* [Passage]

The problem is identity governance, not monitoring visibility.

Traditional security assumes credentials map to accountable users or services. Shared credentials break that assumption. In a non-deterministic environment, that ambiguity slows investigation and increases exposure.

The strategic shift: Identity-first governance

The governance gap created by shadow identities cannot be solved with additional monitoring. It requires a structural shift in how autonomous systems are governed.

When a system can dynamically retrieve data, generate probabilistic outputs, and execute actions across enterprise platforms, it is no longer just an application. It is an operational actor. Governance must reflect that.

Identity-first governance treats autonomous systems as first-class identities within the same directory that governs human users. Each agent receives a distinct identity, clearly scoped permissions, and auditable activity attribution.

This changes the control model. Access is tied to identity rather than static credentials. Actions are logged to a specific actor. Permissions can be adjusted without modifying code. Revocation occurs at the identity layer, not inside application logic.

The result is a unified identity plane for human and autonomous actors. Instead of building parallel AI security stacks, organizations extend existing identity controls. Policy remains consistent. Incident response remains centralized. Innovation scales without fragmenting governance.

A practical example: Identity backed agents in practice

One architectural response to the identity governance gap is to provision autonomous systems as first-class identities inside the corporate directory, rather than authenticating them through static API keys.

This approach requires coordination between agent orchestration and enterprise identity infrastructure. Through a deep integration between DataRobot and Okta, organizations can now provision agents built in the DataRobot Agentic Workforce Platform as governed, first-class identities directly inside Okta. Agents deployed within the DataRobot Agentic Workforce Platform can be provisioned as governed identities inside Okta instead of relying on shared credentials.

In this model, each agent receives a directory backed identity. Authentication occurs through short lived, policy controlled tokens rather than long lived credentials embedded in code. Actions are logged to a specific autonomous actor. Permissions are scoped using existing least privilege controls.

* [Exercise data]
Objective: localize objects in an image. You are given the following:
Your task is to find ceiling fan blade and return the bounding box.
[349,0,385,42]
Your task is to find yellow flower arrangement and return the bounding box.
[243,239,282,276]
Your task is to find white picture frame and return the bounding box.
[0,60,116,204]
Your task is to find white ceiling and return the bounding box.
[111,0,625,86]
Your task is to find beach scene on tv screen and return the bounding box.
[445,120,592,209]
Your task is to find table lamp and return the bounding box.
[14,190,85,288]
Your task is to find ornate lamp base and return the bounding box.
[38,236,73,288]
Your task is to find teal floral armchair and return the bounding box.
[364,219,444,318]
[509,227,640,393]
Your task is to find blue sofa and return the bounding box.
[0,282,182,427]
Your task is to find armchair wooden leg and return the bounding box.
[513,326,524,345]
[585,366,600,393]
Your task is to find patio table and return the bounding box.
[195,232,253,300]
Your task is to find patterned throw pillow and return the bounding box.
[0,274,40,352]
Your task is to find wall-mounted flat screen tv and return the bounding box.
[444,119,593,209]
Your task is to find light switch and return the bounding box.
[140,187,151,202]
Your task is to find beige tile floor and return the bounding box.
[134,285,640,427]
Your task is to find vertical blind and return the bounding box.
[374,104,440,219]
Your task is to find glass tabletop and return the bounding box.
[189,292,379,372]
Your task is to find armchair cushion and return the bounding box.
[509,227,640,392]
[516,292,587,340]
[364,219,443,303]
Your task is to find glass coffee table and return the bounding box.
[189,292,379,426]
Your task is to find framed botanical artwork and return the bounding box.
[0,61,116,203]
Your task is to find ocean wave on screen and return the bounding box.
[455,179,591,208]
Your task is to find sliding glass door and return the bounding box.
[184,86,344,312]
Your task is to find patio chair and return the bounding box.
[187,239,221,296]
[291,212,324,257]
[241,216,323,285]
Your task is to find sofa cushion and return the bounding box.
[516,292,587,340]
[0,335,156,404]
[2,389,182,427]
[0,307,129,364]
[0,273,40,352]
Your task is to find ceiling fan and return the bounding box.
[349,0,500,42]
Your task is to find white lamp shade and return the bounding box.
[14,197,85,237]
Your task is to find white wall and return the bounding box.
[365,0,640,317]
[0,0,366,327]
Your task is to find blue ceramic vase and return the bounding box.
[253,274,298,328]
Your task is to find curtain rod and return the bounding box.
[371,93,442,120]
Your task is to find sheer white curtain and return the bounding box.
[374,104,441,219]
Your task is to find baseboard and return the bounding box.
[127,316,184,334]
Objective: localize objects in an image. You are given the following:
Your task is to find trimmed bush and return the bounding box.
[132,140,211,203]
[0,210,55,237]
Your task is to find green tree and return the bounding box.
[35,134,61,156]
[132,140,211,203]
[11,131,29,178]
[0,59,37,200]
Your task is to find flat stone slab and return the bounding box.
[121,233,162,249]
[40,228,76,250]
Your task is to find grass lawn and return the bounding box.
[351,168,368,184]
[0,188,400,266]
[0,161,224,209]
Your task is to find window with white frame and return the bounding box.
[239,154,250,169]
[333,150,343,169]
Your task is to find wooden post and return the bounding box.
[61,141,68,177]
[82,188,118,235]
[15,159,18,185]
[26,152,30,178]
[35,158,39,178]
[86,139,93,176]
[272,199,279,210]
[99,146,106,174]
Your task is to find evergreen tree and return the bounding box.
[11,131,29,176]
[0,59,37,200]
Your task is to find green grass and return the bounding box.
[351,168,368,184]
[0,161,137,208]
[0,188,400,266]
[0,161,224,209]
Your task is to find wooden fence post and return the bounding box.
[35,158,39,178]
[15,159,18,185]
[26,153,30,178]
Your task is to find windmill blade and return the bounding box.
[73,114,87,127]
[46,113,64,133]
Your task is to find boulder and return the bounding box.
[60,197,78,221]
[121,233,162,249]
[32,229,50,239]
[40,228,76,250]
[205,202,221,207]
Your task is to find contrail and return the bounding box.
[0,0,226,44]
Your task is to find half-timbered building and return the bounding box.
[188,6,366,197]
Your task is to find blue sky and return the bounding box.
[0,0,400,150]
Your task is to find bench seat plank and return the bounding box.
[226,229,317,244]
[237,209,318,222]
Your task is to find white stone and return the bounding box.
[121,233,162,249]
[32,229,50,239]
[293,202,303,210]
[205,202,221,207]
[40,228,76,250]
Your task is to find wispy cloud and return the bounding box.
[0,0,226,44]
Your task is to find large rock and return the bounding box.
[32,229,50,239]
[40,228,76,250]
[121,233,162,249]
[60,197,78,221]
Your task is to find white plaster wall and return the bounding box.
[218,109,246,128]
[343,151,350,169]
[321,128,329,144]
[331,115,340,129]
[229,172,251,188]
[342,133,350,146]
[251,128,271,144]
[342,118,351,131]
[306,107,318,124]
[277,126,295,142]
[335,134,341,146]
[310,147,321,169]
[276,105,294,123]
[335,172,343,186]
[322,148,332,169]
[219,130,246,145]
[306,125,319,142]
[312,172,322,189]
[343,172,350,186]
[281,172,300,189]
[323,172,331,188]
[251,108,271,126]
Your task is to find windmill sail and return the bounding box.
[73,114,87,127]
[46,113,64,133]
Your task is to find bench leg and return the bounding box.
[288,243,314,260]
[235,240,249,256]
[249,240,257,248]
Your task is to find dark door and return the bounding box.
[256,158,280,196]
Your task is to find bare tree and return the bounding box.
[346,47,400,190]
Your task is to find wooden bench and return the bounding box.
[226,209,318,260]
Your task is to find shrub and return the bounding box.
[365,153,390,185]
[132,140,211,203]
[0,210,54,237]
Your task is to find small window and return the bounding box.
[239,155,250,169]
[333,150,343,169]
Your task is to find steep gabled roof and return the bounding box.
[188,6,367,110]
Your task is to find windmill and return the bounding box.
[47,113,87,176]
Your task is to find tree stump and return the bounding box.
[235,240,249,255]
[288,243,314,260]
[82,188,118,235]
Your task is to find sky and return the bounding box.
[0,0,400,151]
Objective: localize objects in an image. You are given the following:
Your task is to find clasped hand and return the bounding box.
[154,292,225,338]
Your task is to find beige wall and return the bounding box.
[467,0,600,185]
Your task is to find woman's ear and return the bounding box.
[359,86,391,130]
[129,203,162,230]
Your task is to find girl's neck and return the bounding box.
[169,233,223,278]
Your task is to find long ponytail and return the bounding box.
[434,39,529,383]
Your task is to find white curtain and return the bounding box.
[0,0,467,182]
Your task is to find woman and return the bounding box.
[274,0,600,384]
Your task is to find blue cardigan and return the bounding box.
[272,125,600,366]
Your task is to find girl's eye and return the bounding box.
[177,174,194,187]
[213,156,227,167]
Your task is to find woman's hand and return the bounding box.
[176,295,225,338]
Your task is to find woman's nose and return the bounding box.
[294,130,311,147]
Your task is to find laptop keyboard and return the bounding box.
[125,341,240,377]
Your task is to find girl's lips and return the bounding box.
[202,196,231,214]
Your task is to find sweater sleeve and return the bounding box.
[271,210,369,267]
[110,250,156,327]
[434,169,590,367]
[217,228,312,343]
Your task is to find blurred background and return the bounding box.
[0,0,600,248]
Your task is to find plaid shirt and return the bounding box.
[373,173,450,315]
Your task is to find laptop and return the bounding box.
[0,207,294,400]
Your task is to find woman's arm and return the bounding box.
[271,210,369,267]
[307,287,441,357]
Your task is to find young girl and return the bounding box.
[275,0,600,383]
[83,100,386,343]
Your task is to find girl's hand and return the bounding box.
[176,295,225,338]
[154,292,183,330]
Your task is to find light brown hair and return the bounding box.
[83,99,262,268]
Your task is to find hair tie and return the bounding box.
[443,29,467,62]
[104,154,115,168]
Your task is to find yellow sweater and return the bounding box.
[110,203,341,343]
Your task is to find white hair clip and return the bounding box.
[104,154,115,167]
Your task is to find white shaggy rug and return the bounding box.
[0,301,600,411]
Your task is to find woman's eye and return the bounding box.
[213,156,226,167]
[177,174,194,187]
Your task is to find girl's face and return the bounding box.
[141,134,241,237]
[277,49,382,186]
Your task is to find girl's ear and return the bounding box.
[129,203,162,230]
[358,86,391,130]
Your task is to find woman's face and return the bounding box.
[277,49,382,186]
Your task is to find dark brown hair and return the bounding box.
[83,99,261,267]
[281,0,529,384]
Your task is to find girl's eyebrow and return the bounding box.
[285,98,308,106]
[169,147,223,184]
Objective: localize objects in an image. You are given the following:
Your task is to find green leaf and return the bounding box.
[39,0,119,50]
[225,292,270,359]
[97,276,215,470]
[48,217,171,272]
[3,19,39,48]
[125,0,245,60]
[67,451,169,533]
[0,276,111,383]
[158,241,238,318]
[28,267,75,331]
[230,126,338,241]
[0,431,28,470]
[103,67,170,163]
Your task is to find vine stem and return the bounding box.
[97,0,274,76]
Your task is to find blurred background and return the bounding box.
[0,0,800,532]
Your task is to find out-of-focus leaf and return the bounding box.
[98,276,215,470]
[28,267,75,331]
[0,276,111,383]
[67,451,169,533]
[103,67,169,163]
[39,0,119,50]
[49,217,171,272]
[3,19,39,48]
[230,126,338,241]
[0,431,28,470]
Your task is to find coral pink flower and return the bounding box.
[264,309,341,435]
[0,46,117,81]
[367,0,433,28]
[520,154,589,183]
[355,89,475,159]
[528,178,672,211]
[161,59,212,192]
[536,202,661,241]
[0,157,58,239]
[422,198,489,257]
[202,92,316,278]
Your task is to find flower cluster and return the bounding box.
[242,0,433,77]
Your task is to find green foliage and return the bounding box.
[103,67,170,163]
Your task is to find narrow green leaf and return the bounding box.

* [Required action] Quote the part of the passage on identity-first governance that begins with the words "One architectural response" and ends with "static API keys.". Rely only on the passage about identity-first governance.

* [Exercise solution]
One architectural response to the identity governance gap is to provision autonomous systems as first-class identities inside the corporate directory, rather than authenticating them through static API keys.